§ Exercise brief:
Produce as output only the lines below starting at the line with "Query: man's face" and continuing through the line with "Reviewer note: confirm that each instance of the girl's ear", each one exactly as written.

*** Exercise input Section Begins ***

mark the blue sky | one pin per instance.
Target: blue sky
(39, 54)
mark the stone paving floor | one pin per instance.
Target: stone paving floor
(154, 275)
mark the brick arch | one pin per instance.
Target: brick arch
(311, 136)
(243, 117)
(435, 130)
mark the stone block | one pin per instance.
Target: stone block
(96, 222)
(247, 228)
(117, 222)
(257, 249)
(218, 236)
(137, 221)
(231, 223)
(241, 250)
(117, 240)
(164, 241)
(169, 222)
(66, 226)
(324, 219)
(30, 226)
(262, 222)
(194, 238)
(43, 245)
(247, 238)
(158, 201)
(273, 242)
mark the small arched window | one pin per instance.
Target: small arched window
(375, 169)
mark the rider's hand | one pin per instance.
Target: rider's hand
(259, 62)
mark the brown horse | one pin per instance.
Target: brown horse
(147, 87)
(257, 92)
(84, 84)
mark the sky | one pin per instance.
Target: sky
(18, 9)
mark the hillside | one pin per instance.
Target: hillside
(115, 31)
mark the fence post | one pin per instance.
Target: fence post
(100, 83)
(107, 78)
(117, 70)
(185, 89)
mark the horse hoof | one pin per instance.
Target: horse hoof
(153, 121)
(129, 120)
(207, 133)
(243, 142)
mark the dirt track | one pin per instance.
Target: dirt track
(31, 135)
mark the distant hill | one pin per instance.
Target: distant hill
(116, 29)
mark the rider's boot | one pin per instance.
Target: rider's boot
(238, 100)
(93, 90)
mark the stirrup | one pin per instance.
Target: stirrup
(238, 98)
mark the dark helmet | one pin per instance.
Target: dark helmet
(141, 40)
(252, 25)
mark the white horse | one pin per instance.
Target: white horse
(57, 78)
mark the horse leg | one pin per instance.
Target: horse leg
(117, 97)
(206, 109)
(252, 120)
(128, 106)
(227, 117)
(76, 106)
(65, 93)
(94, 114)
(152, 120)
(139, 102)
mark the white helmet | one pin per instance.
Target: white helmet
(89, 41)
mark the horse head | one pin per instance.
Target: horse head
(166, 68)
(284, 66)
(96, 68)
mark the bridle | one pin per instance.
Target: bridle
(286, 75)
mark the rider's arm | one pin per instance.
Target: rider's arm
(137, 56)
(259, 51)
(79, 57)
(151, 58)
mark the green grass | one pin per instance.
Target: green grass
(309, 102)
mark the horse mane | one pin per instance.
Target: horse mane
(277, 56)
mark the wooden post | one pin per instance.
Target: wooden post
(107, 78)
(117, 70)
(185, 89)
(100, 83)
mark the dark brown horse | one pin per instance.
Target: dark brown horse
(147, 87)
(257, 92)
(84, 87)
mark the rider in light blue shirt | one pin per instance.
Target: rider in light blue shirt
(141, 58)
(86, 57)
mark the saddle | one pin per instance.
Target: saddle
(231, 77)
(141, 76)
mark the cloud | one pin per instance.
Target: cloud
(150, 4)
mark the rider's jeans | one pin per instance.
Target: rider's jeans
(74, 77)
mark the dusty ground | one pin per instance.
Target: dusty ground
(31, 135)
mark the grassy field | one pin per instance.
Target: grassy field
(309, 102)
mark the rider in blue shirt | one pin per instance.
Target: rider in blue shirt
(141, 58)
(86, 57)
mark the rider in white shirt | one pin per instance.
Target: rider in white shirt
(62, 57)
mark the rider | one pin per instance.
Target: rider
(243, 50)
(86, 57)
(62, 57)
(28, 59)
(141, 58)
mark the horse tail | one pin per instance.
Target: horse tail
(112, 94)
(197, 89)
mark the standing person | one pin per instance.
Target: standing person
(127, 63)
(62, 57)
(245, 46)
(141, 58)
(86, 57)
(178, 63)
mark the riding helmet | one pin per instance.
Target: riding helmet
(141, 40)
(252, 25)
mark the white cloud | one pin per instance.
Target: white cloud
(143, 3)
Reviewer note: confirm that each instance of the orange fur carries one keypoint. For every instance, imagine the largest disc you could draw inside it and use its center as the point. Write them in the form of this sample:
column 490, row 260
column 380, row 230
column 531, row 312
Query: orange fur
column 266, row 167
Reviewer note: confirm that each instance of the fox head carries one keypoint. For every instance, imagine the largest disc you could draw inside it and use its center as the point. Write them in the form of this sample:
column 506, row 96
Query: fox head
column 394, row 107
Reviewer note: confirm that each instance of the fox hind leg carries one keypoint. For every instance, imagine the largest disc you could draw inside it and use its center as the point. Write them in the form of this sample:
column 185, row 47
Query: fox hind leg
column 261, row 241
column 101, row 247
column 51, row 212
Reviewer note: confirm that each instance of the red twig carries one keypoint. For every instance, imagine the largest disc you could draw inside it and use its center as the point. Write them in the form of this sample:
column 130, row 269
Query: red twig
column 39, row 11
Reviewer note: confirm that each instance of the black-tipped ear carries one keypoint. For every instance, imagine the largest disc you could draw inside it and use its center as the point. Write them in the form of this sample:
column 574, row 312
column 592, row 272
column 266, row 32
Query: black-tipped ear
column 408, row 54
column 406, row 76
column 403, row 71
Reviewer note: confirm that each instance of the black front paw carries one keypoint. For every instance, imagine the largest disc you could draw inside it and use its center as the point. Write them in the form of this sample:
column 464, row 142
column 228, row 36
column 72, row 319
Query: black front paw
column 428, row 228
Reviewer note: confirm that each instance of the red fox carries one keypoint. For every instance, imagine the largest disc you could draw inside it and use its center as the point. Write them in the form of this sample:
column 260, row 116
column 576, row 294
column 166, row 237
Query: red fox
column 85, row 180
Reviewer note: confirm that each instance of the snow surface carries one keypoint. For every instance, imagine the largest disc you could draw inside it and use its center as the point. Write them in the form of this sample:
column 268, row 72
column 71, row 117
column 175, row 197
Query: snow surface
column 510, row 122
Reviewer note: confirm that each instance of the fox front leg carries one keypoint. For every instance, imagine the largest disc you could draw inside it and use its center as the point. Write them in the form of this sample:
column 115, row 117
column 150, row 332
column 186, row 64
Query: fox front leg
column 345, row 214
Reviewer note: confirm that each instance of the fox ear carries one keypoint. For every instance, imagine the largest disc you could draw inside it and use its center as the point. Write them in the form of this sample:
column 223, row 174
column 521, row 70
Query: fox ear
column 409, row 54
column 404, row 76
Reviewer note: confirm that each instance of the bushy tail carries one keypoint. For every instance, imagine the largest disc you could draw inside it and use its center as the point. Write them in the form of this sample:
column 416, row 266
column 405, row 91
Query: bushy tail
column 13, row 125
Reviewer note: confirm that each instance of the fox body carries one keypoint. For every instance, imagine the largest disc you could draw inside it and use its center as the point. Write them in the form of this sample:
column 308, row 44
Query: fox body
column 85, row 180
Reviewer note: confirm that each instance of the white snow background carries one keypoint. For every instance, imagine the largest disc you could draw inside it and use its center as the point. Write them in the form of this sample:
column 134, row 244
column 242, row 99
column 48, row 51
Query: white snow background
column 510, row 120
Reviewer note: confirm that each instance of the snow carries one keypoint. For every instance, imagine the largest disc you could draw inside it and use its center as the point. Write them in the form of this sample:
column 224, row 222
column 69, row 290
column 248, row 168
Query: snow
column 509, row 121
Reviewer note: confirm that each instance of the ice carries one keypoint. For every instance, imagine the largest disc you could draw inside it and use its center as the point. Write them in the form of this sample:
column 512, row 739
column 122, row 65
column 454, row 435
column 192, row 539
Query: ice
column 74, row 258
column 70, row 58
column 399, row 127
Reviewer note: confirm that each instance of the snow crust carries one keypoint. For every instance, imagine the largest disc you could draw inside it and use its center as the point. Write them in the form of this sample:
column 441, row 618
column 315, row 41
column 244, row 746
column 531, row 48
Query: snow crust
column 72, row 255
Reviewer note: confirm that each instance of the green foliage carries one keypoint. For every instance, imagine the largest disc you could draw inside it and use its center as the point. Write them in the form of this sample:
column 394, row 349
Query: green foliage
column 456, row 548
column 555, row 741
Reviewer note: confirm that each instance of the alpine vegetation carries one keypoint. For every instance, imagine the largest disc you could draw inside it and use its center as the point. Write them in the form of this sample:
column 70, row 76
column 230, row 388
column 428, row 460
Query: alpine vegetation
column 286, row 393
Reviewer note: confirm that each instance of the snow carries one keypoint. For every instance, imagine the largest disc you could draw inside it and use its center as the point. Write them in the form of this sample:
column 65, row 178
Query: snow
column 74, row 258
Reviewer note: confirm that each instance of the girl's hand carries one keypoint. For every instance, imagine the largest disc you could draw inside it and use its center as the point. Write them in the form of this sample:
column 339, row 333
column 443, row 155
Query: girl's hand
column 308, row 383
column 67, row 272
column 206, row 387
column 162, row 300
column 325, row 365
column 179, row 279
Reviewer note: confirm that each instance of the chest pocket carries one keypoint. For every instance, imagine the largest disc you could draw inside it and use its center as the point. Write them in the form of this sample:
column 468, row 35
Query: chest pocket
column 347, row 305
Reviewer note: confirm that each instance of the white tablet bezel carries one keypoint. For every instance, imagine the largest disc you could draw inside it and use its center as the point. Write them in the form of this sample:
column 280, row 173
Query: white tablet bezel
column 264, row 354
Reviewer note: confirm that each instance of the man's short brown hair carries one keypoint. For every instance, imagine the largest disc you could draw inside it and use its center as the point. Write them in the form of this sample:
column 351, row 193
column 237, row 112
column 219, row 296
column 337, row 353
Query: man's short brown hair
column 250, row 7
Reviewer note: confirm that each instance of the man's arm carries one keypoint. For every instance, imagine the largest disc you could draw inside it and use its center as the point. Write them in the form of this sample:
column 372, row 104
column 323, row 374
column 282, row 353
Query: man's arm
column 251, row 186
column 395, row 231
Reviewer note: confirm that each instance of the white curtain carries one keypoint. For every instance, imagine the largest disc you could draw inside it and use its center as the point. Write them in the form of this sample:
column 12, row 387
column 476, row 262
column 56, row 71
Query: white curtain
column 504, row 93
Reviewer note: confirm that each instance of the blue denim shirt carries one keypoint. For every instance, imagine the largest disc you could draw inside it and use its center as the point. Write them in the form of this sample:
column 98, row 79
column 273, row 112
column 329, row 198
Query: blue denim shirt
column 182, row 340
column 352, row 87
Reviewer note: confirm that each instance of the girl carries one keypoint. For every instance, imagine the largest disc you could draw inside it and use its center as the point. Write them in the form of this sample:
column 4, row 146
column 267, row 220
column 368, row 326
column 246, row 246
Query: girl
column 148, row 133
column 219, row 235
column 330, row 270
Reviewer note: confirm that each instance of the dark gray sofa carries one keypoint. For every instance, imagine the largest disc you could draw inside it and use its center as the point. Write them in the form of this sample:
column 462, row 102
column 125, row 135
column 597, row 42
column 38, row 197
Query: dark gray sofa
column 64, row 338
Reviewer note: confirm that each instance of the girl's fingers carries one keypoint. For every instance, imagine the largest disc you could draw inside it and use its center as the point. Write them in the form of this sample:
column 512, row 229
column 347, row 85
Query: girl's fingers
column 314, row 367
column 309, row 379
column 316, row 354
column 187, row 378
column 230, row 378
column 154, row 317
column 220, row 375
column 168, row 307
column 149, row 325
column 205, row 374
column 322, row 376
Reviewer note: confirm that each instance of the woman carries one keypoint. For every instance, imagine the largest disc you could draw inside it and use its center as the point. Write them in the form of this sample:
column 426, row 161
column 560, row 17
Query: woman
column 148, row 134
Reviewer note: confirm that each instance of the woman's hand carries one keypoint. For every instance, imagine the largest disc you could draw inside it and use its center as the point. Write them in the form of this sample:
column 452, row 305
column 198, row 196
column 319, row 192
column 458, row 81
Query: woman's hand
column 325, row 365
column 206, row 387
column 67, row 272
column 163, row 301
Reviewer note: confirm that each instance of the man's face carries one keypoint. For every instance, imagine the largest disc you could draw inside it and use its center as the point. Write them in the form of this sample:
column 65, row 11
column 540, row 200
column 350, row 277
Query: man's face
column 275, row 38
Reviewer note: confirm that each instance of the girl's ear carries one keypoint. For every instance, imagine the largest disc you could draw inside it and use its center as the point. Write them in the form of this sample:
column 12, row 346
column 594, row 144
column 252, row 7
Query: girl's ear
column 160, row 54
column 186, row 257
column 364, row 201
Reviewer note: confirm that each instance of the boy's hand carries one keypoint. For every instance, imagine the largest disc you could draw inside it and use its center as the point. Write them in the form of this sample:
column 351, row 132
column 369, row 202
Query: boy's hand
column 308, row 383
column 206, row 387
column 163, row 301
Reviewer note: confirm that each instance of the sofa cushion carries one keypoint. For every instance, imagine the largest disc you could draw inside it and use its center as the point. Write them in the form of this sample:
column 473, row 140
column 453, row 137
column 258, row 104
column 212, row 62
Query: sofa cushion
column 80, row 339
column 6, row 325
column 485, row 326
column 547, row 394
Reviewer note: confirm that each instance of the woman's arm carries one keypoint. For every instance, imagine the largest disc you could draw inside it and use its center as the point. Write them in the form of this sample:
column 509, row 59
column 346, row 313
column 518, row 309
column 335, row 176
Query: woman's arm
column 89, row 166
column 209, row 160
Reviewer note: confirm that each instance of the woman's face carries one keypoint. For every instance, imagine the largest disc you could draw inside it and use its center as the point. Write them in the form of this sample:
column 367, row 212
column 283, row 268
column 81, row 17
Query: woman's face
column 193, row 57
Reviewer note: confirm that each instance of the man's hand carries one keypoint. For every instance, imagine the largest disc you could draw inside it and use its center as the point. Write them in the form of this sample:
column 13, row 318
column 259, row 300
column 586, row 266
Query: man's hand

*** Exercise input Section Ends ***

§ Solution to this exercise:
Query: man's face
column 275, row 38
Reviewer note: confirm that each instance of the girl's ear carries one keypoint. For every instance, imagine the largest disc you could draw inside it and use its center as the point. Write them in the form of this sample:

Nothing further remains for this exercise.